**Data under study:**

↓

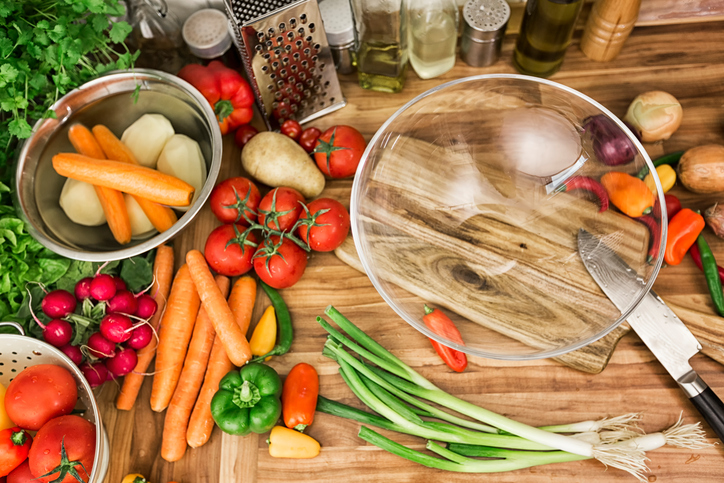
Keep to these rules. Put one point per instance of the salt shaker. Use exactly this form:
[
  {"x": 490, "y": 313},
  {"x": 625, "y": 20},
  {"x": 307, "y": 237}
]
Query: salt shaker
[
  {"x": 339, "y": 27},
  {"x": 483, "y": 31}
]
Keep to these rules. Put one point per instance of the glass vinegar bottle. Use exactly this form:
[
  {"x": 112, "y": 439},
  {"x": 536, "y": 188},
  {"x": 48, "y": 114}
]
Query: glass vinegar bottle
[{"x": 433, "y": 33}]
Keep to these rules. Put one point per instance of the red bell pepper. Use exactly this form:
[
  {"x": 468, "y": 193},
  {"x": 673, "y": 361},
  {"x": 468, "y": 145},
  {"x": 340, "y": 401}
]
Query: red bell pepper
[
  {"x": 226, "y": 90},
  {"x": 441, "y": 324}
]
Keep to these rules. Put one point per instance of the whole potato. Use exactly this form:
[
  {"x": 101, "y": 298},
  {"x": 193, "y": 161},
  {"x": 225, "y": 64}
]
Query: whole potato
[
  {"x": 701, "y": 169},
  {"x": 277, "y": 160}
]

↑

**Work to be completed:** Using the records above, copy each line that contains "exactly".

**Response area:**
Keep to these rules. Put one point per instance of the salt shaker. Use exactly this form:
Keep to these rules. Put one point per instance of the glass vinegar bottle. Use exactly this form:
Keep to these rules. Put one point per instance of the red bell pepper. Use exactly this form:
Keep to these rules. Put one point per instance of the whole potato. Use exactly this form:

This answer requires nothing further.